Copy out the lines below, replacing each "bounding box" with "rectangle" and keeping all other text unchanged.

— Begin —

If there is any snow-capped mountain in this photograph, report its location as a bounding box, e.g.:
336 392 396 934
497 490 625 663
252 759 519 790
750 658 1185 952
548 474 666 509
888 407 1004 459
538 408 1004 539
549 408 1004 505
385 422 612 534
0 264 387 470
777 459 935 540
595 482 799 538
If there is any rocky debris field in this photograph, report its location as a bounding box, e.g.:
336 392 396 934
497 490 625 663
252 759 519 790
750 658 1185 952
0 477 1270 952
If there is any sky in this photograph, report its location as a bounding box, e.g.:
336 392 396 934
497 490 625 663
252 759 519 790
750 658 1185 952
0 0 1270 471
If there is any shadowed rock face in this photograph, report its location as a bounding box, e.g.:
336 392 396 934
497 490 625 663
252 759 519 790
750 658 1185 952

— End —

» **TASK RESPONSE**:
If there is any snow-capped mountain in this photograph, report its location as a rectangle, e.g.:
336 392 396 934
497 490 625 663
252 759 519 790
750 658 1185 952
548 474 666 509
888 407 1004 459
538 408 1004 539
549 408 1004 505
385 422 612 534
0 264 387 470
777 459 935 540
595 482 799 538
If there is any rocky debris field in this photograph, report its location as a rectangle, e.g.:
336 392 396 934
497 490 625 663
252 759 519 790
750 658 1185 952
0 477 1270 952
If there is any sky in this photograph, report its location as a rectangle, e.g.:
336 392 396 934
497 490 625 663
252 759 519 790
750 658 1185 952
0 0 1270 471
If there is any shadowed rock face in this photograph, report its location as a rectangle, e.g.:
336 392 396 934
497 490 625 663
252 759 519 790
750 658 1185 952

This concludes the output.